++++ Records supplied

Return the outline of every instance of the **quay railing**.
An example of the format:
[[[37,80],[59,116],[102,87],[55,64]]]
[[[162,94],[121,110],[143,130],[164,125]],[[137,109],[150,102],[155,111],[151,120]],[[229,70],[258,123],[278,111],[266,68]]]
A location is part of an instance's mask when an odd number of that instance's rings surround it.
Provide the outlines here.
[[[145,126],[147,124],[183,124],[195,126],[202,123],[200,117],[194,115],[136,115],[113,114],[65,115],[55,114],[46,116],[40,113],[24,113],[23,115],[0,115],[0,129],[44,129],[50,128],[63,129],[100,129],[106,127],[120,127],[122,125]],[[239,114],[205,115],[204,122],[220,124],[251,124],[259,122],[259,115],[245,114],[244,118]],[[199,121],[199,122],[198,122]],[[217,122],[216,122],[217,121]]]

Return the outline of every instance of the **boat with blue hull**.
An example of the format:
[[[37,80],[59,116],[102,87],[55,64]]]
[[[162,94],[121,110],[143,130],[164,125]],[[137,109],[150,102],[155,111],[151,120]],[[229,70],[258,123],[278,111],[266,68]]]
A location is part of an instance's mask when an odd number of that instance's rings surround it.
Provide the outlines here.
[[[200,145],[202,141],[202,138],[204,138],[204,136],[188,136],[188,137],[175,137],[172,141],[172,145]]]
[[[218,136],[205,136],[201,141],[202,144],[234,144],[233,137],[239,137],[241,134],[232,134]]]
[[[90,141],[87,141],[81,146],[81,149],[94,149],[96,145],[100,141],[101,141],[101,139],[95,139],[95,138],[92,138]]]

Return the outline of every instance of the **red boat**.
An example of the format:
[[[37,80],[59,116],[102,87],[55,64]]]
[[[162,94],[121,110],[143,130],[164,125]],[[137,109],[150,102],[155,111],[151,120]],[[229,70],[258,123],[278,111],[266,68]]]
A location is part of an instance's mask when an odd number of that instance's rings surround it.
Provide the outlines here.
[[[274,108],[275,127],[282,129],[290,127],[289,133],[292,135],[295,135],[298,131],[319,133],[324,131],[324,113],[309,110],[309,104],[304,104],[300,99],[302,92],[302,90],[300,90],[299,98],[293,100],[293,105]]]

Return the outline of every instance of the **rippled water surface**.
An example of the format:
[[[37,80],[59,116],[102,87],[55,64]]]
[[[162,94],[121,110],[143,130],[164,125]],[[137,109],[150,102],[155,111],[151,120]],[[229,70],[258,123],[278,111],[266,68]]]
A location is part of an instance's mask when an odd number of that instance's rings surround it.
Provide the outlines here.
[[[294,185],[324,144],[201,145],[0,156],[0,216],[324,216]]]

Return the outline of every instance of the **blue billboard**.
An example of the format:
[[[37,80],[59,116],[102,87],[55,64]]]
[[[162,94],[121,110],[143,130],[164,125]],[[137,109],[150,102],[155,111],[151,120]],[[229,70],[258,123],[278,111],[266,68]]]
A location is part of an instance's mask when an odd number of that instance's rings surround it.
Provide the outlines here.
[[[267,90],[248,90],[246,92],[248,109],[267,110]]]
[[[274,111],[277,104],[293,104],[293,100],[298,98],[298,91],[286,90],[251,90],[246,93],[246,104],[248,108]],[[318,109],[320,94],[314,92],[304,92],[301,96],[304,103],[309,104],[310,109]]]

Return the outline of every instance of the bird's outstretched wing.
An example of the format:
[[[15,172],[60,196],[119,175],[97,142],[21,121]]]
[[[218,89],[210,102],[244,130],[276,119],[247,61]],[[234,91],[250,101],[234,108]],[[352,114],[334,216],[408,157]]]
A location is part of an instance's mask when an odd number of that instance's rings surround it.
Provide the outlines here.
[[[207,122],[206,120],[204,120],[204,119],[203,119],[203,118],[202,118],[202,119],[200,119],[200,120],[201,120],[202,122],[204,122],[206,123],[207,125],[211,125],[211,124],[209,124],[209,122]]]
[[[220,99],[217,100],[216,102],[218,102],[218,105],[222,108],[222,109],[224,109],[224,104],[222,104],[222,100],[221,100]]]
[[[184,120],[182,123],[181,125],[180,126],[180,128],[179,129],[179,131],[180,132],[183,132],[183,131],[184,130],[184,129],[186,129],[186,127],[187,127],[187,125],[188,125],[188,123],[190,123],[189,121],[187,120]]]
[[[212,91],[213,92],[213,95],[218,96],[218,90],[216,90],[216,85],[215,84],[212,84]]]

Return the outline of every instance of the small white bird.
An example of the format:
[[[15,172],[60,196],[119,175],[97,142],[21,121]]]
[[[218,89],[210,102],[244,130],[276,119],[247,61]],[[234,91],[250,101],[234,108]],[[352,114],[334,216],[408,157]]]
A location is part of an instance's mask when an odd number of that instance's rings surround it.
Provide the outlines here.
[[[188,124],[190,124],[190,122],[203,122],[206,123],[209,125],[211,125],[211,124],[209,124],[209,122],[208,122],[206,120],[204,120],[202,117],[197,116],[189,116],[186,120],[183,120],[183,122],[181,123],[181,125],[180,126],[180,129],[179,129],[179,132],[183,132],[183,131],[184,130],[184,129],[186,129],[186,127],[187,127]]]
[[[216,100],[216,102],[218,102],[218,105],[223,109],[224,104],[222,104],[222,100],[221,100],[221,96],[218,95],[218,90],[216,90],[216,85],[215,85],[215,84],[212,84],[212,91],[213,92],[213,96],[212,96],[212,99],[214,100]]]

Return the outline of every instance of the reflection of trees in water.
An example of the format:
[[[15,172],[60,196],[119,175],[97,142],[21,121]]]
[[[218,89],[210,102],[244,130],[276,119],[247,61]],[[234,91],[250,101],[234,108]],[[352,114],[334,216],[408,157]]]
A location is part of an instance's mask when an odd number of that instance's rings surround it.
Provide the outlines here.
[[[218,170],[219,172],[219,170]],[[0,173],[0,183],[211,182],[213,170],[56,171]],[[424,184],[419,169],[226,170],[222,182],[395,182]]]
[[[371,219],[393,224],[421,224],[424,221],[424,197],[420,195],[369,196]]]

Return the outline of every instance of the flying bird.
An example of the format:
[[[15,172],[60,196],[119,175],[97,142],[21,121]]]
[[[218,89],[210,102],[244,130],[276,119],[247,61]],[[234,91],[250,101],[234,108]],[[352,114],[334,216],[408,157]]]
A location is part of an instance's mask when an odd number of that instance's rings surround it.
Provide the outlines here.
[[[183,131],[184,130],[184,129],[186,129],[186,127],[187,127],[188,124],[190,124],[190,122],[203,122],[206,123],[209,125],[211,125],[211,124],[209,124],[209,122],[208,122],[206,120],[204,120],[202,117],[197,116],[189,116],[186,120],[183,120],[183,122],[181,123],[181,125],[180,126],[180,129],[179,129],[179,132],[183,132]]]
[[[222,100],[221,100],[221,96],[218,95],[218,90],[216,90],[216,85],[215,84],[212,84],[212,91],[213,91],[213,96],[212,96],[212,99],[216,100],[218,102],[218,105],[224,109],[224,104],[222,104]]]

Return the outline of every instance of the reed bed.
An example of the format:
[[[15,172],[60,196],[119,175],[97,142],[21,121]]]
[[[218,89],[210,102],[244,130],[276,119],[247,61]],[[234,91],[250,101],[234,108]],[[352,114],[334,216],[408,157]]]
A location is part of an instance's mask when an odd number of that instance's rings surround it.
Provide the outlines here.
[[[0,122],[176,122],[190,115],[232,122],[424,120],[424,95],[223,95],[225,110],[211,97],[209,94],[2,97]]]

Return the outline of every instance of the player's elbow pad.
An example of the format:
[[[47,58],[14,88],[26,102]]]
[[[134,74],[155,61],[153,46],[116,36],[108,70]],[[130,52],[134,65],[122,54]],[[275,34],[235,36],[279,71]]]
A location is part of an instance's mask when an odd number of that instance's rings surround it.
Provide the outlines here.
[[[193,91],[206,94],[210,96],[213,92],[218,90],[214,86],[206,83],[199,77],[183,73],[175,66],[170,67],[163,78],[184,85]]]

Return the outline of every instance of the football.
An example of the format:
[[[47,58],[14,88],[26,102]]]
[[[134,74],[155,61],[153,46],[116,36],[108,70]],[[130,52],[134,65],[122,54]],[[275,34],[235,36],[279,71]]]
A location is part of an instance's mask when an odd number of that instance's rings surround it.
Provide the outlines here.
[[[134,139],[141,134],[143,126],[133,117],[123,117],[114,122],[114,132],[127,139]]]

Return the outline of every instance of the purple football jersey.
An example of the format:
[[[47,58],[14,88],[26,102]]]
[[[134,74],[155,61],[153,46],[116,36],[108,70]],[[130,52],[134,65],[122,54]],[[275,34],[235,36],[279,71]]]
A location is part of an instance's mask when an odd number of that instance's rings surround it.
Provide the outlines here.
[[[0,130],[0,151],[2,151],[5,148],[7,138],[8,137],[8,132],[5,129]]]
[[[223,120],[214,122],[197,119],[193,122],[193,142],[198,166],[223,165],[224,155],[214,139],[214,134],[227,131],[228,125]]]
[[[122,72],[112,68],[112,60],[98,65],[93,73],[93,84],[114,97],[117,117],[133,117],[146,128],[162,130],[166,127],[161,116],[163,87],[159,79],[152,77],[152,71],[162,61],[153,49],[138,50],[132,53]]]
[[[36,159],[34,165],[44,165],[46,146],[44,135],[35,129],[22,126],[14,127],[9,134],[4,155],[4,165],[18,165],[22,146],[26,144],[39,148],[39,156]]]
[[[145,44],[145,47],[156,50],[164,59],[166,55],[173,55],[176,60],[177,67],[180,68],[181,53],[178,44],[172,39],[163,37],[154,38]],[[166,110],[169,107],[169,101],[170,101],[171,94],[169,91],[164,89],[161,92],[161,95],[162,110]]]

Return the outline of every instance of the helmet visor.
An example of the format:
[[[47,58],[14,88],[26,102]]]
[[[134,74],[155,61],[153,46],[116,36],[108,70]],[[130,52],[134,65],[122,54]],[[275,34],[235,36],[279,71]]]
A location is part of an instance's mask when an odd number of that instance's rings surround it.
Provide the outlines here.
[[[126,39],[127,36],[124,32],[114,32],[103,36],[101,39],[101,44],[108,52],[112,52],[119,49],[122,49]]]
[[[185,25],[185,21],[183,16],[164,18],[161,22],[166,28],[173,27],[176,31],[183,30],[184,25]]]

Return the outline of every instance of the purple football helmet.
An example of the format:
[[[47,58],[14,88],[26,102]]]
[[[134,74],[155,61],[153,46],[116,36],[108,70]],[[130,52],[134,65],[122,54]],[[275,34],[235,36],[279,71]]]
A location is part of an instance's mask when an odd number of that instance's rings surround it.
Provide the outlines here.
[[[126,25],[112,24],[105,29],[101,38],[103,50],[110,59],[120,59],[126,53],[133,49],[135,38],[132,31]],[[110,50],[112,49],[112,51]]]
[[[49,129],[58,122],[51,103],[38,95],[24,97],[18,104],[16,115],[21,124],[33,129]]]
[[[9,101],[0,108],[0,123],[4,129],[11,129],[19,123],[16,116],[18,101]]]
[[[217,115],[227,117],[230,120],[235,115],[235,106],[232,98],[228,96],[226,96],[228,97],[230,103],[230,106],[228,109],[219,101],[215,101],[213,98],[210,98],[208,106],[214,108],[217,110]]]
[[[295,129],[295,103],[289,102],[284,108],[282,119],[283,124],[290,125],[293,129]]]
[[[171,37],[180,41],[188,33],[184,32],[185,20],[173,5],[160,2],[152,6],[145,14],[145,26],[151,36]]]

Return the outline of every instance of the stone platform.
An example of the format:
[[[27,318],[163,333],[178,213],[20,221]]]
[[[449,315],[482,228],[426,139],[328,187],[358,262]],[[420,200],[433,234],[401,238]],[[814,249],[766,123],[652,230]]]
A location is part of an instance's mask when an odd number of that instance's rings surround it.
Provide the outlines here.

++++++++

Copy out the lines between the one holding "purple football helmet." and the end of the items, inclusive, but switch "stone platform" to "wooden dock". Leave every other word untouched.

Return the outline of every instance of the purple football helmet.
An example of the format:
[[[47,58],[14,88],[26,102]]]
[[[134,74],[155,61],[153,46],[116,36],[108,70]],[[130,52],[134,65],[122,54]],[[275,34],[235,36],[279,71]]]
A location is part of an instance's mask when an odd number of that instance's rings surround it.
Provide the outlines here.
[[[126,25],[112,24],[105,29],[101,38],[103,50],[110,59],[120,59],[126,53],[133,49],[135,38],[132,31]],[[110,50],[112,49],[112,51]]]
[[[49,129],[58,122],[51,103],[38,95],[24,97],[18,104],[16,115],[21,124],[33,129]]]
[[[9,101],[0,108],[0,123],[4,129],[11,129],[19,123],[16,116],[18,101]]]
[[[217,115],[227,117],[230,120],[235,115],[235,106],[232,98],[228,96],[226,96],[228,97],[230,103],[230,106],[228,109],[219,101],[215,101],[213,98],[210,98],[208,106],[214,108],[217,110]]]
[[[295,129],[295,103],[289,102],[284,108],[282,119],[283,124],[290,125],[293,129]]]
[[[171,37],[180,41],[188,33],[184,32],[185,20],[173,5],[160,2],[152,6],[145,14],[145,26],[151,36]]]

Return the outline of every instance of the wooden dock.
An example of the format:
[[[27,318],[163,333],[178,213],[20,221]]]
[[[449,315],[482,228],[426,139],[328,187],[358,262]],[[420,200],[433,234],[401,238]],[[814,249],[766,123],[652,230]]]
A location is part of an instance's mask when an odd number of that instance's rings surround it.
Provide the outlines here.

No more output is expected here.